___ DOCUMENT EXTRACT

Examples of using Diplodicus Parsing

"tj bandrowsky" <tbandrow@unitedsoftworks.com>
24 Jul 2002 02:25:34 -0400

          From comp.compilers

Related articles
Examples of using Diplodicus Parsing tbandrow@unitedsoftworks.com (tj bandrowsky) (2002-07-24)
| List of all articles for this month |
From: "tj bandrowsky" <tbandrow@unitedsoftworks.com>
Newsgroups: comp.compilers
Date: 24 Jul 2002 02:25:34 -0400
Organization: http://groups.google.com/
Keywords: parse
Posted-Date: 24 Jul 2002 02:25:34 EDT

Diplodicus is buggy and slow, but I've been using a test suite to
shake it out a bit. In the below example, I'm trying to parse an XML
file. Note that my grammar may be buggy but I'm working on it as I
write this.


In an earlier post, I said that diplodicus is a parser generator - and
I misspoke, it's actually a programmable parser - basically, you add
lexical rules and grammatical rules to a shift_reduce_parser_type
object, which manages these rules for you. I do this for convenience
sake, but it might be incorrect. It also seems a good place to
introduce some parallelism.


A few things to note:


a) I use / instead of \ for my limitted regular expressions. It makes
it more useful in C strings.

______
___ DATASET

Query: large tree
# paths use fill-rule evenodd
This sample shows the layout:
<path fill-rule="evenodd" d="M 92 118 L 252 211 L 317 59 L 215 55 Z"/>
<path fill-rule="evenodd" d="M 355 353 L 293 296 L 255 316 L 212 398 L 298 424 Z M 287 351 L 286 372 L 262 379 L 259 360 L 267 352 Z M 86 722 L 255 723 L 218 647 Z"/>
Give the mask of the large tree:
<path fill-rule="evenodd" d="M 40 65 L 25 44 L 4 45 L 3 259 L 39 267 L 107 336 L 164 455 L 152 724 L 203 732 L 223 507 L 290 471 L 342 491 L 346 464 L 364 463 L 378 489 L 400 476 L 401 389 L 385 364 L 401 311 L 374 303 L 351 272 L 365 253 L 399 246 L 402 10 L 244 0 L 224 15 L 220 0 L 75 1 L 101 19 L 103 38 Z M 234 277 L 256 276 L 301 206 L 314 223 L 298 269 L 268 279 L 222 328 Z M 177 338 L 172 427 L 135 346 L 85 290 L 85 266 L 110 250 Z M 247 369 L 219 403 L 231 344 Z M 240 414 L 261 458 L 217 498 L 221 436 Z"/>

______

**GIVEN TASK**: Carry on the comp.compilers post about Diplodicus parsing, starting right after its last sentence.

**THE RESPONSE**:
b) this is a bottom up parser.


c) grammatical rules are never ambiguous.


d) lexical rules can sometimes be - because of stupid stuff like
"9abc" also matches [/d][/a]+. This can be something of a headache.
I'm learning that it is best to keep the lexical rules simple and the
token sizes small.


e) the integers given are for a switch statement on the receiving end.
  A real world use of diplodicus would do something like:


parser.add_lexical_rule( ID_XML_START, "start", "<" );
parser.add_lexical_rule( ID_END_START, "endstart", "<//" );


and there would be a


switch (blah) {
case ID_XML_START:
break;
case ID_END_START:
break;
}


f) parser.parse is written to be continuous. I wrote this so I could
recv and then parse 3 bytes, recv and then parse 7 bytes, etc. It's
the same sort of problem with asynch i/o on NT, never know how many
bytes you actually get when doing things in parallel.


g) the search for matching right hand rules is fairly quick.. on the
other hand, it has to do it a lot, so diplodicus drags at the moment.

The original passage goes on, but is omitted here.